▸ PROBLEMS AND TASKS:
(1) Answer these questions about the column on pregnancy and hard work:
(a) How many women took part in the study the column cites?
(b) To which publication did the doctors send their findings?
(c) About how many hours a week did the female medical residents in the study work?
(2) Continue the column on pregnancy and hard work from its last sentence.

▸ PAGE EXCERPT:
SOMETIMES I wonder whose side they are on. I'm referring to these male doctors who send their findings to the New England Journal of Medicine -- the bible of the medical profession and the publication that should be a no-no for gullible hypochondriacs like me.
Here's one of their latest headlining pronouncements after a study of more than 8,000 women: "Hard work not harmful while pregnant; Hard work and long hours do not by themselves hurt a woman's chance for a normal pregnancy and delivery, new research suggests."
Well shucks, how many times did I get out of fixing dinner, waxing the car, or washing dishes because of morning sickness when I was pregnant? Even hearing the garbage disposal was a yukky happening in my early pregnant days.
How many times did I get out of baking cookies for the PTA when my legs were hurting from standing too long in my kitchen making a tuna casserole for the family?
Ah, those were the days, when pregnant women were treated aif they were delicate.
This study, which focused on female medical residents working about 70 hours a week, casts doubts on previous studies suggesting long hours, night work and prolonged standing might lead to premature delivery and other problems.
Now doesn't the results of the survey sound like a conspiracy ba bunch of married male doctors whose pregnant wives have said: "Dear, you'll have to take over cooking dinner or get your own breakfast at the hospital because I've been hanging my head over the toilet bowl a lot recently"?

▸ INPUT DATA:
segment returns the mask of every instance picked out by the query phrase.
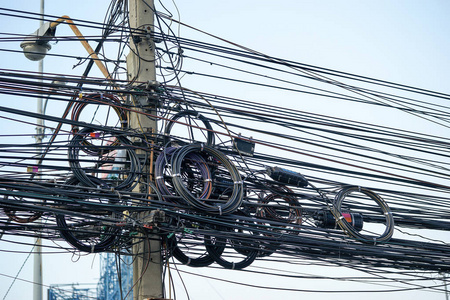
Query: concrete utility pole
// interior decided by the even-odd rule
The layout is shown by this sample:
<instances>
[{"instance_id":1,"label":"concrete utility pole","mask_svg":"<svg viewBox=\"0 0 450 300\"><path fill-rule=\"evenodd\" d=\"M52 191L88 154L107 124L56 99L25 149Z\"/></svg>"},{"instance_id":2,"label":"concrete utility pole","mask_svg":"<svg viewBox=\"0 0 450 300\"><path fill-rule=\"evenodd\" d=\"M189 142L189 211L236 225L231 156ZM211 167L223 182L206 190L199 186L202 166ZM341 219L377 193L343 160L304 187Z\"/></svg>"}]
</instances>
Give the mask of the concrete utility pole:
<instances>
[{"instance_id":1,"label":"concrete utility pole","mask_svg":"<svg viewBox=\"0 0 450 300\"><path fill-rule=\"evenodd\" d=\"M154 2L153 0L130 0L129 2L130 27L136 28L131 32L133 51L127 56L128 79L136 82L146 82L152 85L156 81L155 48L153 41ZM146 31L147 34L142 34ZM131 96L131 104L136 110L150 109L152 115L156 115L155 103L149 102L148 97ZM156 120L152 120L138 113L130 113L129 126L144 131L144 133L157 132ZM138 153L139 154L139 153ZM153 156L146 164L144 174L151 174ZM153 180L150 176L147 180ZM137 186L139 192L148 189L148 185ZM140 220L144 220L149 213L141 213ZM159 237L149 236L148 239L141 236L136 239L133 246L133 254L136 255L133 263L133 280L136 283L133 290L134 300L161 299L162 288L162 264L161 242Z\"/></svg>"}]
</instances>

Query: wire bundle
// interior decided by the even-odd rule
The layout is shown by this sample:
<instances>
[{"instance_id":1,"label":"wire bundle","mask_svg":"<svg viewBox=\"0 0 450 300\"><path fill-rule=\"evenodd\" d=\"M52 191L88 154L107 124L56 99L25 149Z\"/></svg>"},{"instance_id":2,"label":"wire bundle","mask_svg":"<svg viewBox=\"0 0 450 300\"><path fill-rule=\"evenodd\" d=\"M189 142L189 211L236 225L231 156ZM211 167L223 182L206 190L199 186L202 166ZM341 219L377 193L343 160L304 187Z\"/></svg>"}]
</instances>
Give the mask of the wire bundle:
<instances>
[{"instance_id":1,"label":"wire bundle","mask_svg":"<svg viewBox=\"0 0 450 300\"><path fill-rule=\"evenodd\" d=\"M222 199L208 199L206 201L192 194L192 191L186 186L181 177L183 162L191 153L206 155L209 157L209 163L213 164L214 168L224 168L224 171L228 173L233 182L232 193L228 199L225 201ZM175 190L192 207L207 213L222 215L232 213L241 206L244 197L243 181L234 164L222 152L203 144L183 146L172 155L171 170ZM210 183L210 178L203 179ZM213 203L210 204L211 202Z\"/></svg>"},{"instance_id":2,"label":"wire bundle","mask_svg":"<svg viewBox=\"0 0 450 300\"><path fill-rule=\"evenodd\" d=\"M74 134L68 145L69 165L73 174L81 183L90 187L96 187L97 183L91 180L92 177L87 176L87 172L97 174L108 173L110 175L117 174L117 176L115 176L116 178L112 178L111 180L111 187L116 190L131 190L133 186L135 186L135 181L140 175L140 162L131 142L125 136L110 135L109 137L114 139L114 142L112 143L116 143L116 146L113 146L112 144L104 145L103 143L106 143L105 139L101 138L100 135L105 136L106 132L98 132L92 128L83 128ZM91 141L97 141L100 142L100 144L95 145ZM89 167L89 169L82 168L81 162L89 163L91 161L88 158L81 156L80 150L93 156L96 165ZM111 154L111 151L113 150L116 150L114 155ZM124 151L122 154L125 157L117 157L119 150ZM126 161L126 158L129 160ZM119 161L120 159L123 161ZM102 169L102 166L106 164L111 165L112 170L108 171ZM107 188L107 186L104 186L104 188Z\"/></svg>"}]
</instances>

...

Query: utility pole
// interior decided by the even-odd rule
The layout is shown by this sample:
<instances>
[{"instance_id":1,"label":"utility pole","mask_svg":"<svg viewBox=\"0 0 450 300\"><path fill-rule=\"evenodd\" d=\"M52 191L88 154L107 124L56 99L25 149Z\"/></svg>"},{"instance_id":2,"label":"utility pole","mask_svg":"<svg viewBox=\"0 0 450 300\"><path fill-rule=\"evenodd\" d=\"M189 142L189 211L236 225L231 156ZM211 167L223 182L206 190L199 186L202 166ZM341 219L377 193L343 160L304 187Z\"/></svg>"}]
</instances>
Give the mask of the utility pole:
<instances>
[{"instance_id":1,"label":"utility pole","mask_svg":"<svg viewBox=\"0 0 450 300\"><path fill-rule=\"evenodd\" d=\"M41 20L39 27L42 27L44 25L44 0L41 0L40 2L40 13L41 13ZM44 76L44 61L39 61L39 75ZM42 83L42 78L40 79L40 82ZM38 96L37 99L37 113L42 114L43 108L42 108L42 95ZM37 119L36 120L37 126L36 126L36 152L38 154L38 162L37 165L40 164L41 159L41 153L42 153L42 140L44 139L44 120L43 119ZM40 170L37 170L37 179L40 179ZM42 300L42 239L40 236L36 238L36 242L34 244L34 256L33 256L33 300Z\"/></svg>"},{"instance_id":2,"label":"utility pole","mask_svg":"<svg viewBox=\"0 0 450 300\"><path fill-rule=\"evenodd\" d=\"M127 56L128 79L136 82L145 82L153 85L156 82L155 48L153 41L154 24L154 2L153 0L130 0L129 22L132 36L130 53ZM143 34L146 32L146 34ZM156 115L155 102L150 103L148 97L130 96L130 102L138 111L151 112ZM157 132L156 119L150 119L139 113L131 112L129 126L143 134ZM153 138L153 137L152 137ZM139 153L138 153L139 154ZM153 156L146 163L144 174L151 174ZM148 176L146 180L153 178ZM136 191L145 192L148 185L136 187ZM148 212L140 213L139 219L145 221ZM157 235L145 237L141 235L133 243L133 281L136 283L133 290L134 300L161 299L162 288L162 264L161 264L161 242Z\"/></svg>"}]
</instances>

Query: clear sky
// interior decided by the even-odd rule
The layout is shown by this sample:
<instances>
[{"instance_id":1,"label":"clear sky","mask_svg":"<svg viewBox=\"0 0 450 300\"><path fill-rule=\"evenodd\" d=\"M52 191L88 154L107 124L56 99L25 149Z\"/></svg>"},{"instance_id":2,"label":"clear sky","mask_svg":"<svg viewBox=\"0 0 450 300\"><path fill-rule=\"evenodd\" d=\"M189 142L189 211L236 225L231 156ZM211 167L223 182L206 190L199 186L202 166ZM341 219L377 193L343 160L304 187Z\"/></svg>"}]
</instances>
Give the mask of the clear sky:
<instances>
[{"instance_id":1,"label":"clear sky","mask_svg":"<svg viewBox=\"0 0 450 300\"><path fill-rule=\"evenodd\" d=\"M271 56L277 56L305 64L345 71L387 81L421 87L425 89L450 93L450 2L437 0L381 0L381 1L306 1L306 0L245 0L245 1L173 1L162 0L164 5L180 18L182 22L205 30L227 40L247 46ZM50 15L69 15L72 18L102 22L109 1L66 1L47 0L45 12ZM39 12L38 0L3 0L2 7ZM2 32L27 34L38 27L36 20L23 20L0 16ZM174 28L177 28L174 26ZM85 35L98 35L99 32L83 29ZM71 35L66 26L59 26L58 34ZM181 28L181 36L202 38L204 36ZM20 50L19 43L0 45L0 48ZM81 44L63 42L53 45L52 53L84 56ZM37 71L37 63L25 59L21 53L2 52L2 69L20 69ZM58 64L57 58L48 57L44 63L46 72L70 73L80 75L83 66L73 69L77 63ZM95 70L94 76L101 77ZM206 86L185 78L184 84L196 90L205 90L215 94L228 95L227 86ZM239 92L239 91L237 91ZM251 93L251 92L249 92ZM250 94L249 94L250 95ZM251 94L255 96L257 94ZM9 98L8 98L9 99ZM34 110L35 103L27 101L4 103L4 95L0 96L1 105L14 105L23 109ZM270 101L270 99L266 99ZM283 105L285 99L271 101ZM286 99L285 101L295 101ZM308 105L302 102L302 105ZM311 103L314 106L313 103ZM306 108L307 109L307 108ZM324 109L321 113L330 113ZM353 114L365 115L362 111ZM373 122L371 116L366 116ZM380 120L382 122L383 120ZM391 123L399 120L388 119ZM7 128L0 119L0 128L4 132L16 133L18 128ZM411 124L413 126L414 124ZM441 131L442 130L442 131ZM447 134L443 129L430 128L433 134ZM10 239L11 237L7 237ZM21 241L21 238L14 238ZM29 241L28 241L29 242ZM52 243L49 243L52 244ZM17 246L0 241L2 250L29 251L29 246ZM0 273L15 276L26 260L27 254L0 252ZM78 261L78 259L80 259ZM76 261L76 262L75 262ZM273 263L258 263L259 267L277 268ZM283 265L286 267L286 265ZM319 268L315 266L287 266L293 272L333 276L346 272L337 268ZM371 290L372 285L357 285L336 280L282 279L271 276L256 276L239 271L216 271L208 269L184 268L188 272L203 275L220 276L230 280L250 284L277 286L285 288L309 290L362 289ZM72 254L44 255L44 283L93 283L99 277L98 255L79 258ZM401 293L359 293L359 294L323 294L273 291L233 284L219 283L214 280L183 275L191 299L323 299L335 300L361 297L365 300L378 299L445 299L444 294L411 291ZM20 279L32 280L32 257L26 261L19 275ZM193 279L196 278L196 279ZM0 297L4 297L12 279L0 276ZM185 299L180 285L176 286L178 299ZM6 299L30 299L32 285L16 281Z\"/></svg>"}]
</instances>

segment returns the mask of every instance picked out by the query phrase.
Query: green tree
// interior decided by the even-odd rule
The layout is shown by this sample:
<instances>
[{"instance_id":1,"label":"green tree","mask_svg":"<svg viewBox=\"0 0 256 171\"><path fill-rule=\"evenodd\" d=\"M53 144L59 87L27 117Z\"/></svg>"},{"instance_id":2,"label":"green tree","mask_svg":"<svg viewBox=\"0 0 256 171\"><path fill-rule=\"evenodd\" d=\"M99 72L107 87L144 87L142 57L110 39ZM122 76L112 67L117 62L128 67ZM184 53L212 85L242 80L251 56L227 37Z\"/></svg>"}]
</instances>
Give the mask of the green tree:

---

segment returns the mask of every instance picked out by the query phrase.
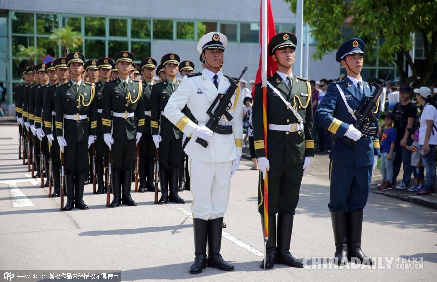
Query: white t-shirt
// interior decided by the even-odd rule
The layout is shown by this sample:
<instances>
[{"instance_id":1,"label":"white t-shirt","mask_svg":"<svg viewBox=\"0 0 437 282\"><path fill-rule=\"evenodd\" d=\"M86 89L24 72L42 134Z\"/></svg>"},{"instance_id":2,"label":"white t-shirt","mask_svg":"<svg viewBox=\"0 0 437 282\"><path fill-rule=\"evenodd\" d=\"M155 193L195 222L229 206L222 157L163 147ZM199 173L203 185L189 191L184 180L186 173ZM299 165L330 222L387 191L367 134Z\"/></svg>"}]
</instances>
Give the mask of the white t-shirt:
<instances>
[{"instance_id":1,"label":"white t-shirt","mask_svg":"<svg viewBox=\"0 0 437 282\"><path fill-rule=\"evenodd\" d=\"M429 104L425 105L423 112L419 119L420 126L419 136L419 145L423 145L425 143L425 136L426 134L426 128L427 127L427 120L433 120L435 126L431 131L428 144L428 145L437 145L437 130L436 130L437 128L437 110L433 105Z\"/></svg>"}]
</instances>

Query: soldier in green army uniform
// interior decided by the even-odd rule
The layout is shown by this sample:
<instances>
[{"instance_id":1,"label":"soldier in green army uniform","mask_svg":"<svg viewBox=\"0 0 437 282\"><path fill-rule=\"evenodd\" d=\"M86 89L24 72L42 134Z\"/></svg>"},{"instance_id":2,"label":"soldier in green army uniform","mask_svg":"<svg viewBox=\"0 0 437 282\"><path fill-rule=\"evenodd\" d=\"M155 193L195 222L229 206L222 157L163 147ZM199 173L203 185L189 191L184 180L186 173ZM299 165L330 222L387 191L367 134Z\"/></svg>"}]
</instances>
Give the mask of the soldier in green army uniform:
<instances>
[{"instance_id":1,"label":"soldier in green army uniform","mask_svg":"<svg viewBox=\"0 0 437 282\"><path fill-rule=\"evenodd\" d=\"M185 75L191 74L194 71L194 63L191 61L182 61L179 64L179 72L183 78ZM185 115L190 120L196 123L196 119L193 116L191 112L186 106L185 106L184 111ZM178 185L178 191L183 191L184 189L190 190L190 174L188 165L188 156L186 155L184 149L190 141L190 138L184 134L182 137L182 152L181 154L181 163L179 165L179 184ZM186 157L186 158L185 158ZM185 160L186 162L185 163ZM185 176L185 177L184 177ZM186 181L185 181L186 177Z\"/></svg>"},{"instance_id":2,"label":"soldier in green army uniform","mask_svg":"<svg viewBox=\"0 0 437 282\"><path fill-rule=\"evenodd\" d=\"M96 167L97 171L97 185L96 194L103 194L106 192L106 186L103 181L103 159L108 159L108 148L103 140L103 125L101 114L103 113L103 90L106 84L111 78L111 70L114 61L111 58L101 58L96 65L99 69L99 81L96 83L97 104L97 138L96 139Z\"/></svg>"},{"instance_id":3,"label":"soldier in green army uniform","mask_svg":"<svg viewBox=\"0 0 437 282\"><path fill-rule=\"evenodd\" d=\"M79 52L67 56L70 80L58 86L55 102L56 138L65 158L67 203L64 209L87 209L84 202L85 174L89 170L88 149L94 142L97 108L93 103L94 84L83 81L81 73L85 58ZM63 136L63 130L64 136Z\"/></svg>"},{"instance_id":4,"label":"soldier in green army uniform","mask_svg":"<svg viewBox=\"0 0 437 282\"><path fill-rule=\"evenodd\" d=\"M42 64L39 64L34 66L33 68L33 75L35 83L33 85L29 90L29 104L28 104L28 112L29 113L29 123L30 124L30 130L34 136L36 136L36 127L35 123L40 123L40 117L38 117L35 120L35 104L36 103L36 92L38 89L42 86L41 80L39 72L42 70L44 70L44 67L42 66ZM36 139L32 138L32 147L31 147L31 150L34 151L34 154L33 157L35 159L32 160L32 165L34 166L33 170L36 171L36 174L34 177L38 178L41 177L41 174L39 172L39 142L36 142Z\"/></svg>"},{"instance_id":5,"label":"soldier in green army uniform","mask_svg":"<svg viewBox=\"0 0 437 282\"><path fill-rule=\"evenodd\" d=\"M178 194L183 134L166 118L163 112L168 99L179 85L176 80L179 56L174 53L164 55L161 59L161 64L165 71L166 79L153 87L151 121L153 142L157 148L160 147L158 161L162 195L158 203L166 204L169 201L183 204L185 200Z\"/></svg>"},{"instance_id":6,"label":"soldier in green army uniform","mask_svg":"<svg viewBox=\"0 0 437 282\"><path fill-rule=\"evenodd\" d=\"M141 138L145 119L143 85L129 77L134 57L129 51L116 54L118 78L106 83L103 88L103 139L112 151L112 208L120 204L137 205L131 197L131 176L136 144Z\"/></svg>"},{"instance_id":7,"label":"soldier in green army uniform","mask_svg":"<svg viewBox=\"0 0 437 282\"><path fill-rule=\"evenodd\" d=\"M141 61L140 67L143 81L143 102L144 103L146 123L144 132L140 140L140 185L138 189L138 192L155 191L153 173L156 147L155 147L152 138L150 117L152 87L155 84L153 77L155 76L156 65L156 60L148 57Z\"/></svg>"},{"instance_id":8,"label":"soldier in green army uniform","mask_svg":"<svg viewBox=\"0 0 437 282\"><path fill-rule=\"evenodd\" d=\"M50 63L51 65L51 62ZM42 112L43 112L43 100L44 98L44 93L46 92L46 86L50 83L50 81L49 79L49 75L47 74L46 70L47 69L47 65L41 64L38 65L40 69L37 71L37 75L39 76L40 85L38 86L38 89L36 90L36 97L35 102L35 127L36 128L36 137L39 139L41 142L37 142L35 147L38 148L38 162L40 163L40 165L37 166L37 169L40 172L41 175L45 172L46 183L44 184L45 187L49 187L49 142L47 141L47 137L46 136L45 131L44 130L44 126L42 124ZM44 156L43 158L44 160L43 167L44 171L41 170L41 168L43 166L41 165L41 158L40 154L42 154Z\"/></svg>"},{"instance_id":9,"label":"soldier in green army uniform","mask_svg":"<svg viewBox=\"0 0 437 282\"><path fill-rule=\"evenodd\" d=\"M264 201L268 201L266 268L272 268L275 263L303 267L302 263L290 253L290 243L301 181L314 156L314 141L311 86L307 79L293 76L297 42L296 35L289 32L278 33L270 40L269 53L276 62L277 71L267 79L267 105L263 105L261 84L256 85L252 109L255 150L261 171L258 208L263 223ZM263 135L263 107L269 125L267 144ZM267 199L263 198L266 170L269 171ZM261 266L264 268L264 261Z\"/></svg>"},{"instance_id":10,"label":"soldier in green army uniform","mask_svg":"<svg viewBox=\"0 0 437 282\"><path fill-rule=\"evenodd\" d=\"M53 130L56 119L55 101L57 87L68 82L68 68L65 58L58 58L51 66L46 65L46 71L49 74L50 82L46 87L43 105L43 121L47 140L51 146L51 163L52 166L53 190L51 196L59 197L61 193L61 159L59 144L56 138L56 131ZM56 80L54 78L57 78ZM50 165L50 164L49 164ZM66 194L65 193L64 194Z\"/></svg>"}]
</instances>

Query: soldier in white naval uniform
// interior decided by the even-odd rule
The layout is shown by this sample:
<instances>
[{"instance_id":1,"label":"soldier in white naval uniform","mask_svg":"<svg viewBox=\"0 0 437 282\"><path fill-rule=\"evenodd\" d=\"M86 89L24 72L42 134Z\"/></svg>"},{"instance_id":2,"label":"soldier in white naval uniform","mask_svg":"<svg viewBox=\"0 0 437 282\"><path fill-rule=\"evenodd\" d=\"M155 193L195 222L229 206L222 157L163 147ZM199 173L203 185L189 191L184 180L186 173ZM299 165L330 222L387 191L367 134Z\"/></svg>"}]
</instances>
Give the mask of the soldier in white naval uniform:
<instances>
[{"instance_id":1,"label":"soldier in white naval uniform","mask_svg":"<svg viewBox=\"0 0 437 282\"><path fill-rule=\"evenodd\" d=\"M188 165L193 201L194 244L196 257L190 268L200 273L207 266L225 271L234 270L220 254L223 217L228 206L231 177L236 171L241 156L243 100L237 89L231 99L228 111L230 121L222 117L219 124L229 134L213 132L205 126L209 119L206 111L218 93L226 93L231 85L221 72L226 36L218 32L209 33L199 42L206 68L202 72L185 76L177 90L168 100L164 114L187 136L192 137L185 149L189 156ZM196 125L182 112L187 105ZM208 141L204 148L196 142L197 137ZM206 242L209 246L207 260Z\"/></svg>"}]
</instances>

▸ TASK RESPONSES:
(1)
(a) More than 8,000 women.
(b) The New England Journal of Medicine.
(c) About 70 hours a week.

(2)
Oh, how many times during the end of my pregnancies did I say"Darling, I can't lift this watermelon, I feel like one, remember" or "I can't possibly lean over and unload the dishwasher tonight dear, I think this may be it"?
And now they're telling us that pregnant women can work a 70-hour week and do night work. Don't they know that mothers always do night work. When the baby cries in the night, it's the mother who breast feeds little junior. And it's the mother who listens to the 4-year-olds nightmare at 3 a.m.
The news bulletin goes on: Dr. Mark Klebanoff of the National Institute of Child Health and Human Development, who headed the study cautions, "This should not be used as an excuse for pregnant women to work more than they think they should or any excuse for employers to ask women to work more." Here that you bosses who still ask women to get them coffee.
I just knew that the head of a study would be a man, but isn't it nice that he put in that disclaimer and mentioned that employers must not look on pregnancy as a terminal disease that prevents women from being promoted.
I bet the reason the 8,000 medical residents don't think their pregnancies interfere with their workload is that they smell big bucks, pleasure boats and summer homes down the road
Seriously folks back in the old days I would not have complained as much if I had known that eventually I'd be a radiologist with monthlong vacations, no unpaid bills, making about $1,000 a day and commuting to work in my Mercedes.